• List of tasks:
1 – Summarize the blog post below in two sentences.
2 – Tally the lines of the rows below that contain the string "forest", with case counting. Reply with the number only.

• Quoted passage:
Tuesday, July 10, 2018

So.... You Want to be an Artist.

For the last several weeks, I have been working through The Artist's Way. This book has been out since the 1990's and I've been aware of it for over a decade, although this is the first time I've picked it up.
I need all the pens. I wish I had more pens. In all the colors.

Each chapter is a new week, with new ideas and new exercises to help you unlock the artist within, and to remove blocks that have been placed there; either by yourself, other people, or circumstances of life.

The ultimate goal is to give yourself permission to Create. Because after all, you were given these talents; you may as well use them!

While my focus is currently on The Artist's Way, I am using it in conjunction with Creating on Purpose. I'd already started that book prior to picking up the second, but they complement each other well.

I'm currently on Week Five of The Artist's Way. Each week focuses on something a little different, and depending on your set of circumstances things will resonate differently depending on the focus. Personally, this week is really hitting home for me.

This week is all about what happens when a blocked Artist doesn't use their gifts. It's also about confronting all the reasons why we "can't" create; all the reasons holding us back, big and small. It's about all the things we're not "allowed" to do, and how we lull ourselves into a false sense of virtuosity by putting ourselves on the back burner while going out of our way to fulfill everyone else's needs.

It's about all the things we wish we could do. Seriously, one of the exercises was to finish the phrase "I wish" eighteen times. On the nineteenth, you completed the phrase "I most especially wish." My answer:

I most especially wish I had Jedi powers and could wield a lightsaber.

Ironically enough this is the one wish I'm truly working on fulfilling (hello Green belt in Kempo with an eye on a weapons class starting in September that will include Bo Staff work).

But I digress. This week's exercises have really pulled to the foreground just how much I subvert my needs and desires under the umbrella of "serving others" and "being a good person."

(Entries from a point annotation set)
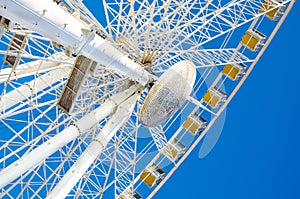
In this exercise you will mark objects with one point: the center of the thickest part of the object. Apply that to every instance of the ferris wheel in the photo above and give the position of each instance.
(107, 99)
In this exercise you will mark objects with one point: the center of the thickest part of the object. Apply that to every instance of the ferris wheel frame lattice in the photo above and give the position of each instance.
(111, 106)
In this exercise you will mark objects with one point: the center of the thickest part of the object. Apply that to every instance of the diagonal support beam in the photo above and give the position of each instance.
(33, 87)
(96, 147)
(50, 20)
(40, 153)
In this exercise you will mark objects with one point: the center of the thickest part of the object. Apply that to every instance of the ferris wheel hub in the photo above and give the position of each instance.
(168, 94)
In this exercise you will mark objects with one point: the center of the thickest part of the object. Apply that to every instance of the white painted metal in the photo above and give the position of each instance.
(156, 33)
(50, 20)
(33, 87)
(95, 148)
(39, 154)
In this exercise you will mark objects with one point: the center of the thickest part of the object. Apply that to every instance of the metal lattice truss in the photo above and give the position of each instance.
(99, 148)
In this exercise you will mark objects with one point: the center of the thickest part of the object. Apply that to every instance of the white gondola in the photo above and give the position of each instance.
(152, 175)
(215, 97)
(174, 149)
(253, 40)
(195, 123)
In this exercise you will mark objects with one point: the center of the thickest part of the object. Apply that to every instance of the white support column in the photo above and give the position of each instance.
(50, 20)
(30, 68)
(96, 147)
(33, 87)
(40, 153)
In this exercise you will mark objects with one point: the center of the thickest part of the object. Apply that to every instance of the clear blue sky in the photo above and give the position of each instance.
(257, 155)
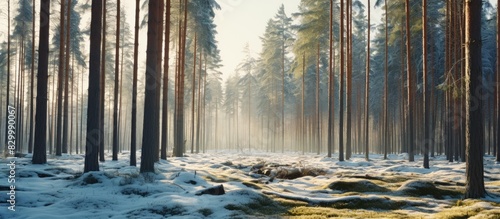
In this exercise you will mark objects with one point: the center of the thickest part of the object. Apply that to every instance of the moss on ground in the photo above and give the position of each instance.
(259, 206)
(323, 212)
(360, 186)
(420, 188)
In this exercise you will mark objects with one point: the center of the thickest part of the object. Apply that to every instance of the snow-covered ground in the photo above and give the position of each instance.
(59, 189)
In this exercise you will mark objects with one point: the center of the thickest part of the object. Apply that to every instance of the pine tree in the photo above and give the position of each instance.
(40, 147)
(474, 170)
(93, 109)
(148, 155)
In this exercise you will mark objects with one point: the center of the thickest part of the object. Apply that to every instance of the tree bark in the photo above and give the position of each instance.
(93, 109)
(133, 128)
(60, 76)
(425, 85)
(32, 75)
(410, 83)
(40, 147)
(164, 128)
(367, 89)
(474, 134)
(341, 89)
(102, 84)
(147, 153)
(117, 70)
(497, 112)
(331, 94)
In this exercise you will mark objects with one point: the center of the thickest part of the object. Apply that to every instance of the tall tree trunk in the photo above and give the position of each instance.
(193, 92)
(164, 127)
(71, 108)
(8, 77)
(303, 107)
(497, 112)
(349, 81)
(102, 84)
(474, 172)
(93, 109)
(60, 76)
(115, 99)
(133, 128)
(40, 147)
(32, 75)
(77, 137)
(148, 138)
(156, 124)
(410, 82)
(199, 105)
(367, 88)
(179, 127)
(341, 89)
(282, 98)
(66, 80)
(331, 94)
(318, 120)
(386, 83)
(425, 85)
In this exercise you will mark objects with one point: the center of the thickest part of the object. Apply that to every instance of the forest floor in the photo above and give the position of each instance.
(257, 185)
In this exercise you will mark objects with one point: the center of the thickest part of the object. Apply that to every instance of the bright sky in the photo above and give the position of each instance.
(244, 21)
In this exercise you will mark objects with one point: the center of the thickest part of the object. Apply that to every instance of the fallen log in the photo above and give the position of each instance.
(216, 190)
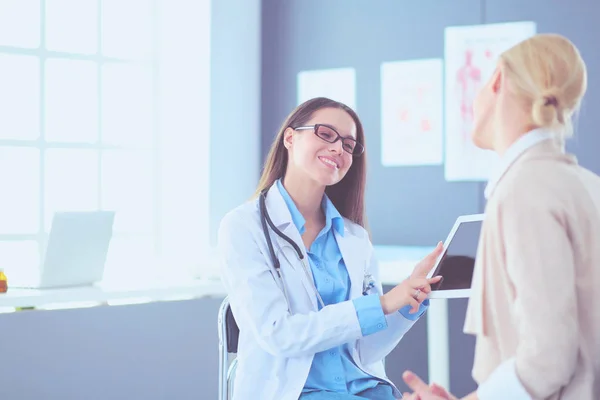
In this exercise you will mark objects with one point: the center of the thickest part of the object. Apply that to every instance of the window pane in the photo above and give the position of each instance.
(127, 100)
(20, 183)
(127, 28)
(127, 188)
(20, 23)
(72, 26)
(130, 260)
(20, 260)
(19, 97)
(71, 181)
(71, 101)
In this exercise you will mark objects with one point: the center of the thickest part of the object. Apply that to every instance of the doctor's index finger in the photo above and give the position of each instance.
(415, 383)
(427, 263)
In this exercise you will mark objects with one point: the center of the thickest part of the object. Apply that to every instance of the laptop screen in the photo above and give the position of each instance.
(458, 261)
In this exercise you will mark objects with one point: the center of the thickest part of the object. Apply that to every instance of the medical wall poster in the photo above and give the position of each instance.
(471, 54)
(411, 113)
(338, 84)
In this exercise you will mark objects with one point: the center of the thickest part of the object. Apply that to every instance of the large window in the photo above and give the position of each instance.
(104, 106)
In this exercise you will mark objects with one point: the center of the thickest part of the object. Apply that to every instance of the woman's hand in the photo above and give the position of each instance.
(412, 291)
(422, 391)
(425, 265)
(416, 288)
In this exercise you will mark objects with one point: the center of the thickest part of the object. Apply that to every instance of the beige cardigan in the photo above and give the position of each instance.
(536, 286)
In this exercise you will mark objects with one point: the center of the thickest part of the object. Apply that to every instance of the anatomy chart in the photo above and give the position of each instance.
(471, 54)
(411, 112)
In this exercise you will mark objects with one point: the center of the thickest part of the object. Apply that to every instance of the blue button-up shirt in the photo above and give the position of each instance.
(333, 369)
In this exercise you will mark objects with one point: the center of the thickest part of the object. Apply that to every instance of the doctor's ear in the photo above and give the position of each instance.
(288, 138)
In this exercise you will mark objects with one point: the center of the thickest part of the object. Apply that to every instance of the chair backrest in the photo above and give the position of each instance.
(232, 330)
(228, 344)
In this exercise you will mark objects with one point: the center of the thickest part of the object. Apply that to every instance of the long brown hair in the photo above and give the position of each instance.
(348, 195)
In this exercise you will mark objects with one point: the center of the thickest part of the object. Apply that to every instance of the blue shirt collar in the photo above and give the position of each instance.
(332, 215)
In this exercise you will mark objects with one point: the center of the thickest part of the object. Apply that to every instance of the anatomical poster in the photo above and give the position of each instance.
(411, 113)
(471, 55)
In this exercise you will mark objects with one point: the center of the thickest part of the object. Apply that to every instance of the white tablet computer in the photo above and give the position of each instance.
(457, 261)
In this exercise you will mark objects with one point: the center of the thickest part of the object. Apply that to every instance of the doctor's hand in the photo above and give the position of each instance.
(422, 391)
(412, 291)
(426, 264)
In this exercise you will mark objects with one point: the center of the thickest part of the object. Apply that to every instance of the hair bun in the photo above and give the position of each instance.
(546, 110)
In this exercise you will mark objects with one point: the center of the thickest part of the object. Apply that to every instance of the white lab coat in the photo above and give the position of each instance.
(277, 342)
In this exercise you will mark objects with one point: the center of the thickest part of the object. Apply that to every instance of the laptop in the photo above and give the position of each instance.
(457, 261)
(76, 250)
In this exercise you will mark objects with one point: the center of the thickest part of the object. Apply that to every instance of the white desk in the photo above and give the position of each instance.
(97, 295)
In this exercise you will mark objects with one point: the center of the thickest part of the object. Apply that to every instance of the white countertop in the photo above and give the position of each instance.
(395, 264)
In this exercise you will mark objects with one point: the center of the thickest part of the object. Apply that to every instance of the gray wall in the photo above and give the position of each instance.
(235, 105)
(314, 34)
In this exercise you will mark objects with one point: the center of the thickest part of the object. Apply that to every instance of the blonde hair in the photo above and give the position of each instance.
(548, 72)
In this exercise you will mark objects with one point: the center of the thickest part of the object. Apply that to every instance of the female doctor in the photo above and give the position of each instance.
(298, 267)
(535, 304)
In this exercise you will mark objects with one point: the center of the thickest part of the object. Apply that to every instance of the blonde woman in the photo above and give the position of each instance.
(535, 307)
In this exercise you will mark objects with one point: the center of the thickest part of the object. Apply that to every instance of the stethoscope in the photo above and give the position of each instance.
(368, 281)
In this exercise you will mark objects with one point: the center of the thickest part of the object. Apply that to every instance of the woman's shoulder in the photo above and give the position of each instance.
(355, 229)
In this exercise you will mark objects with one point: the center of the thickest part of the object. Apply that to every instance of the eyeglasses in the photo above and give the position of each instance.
(330, 135)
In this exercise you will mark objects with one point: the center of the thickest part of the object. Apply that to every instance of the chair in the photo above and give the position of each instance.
(228, 342)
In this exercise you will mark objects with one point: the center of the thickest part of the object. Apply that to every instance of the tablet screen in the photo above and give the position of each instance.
(458, 261)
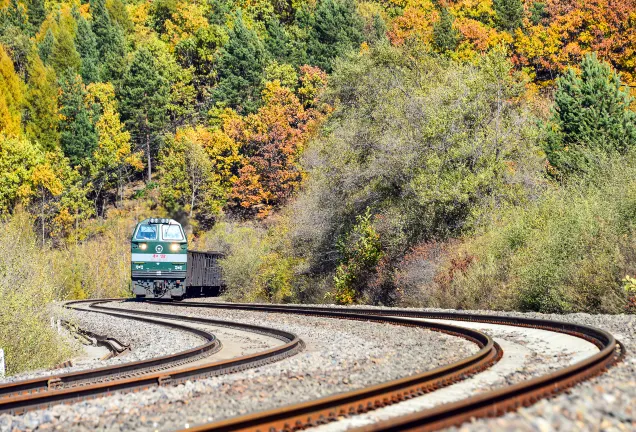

• Complete answers:
1 – For several weeks the writer has been working through The Artist's Way, a book whose weekly chapters offer ideas and exercises for removing creative blocks, and is using it together with Creating on Purpose. Week Five, which deals with confronting the reasons we feel we "can't" create, is hitting home, showing the writer how much their own needs and desires get set aside under the umbrella of "serving others" and "being a good person."

2 – 1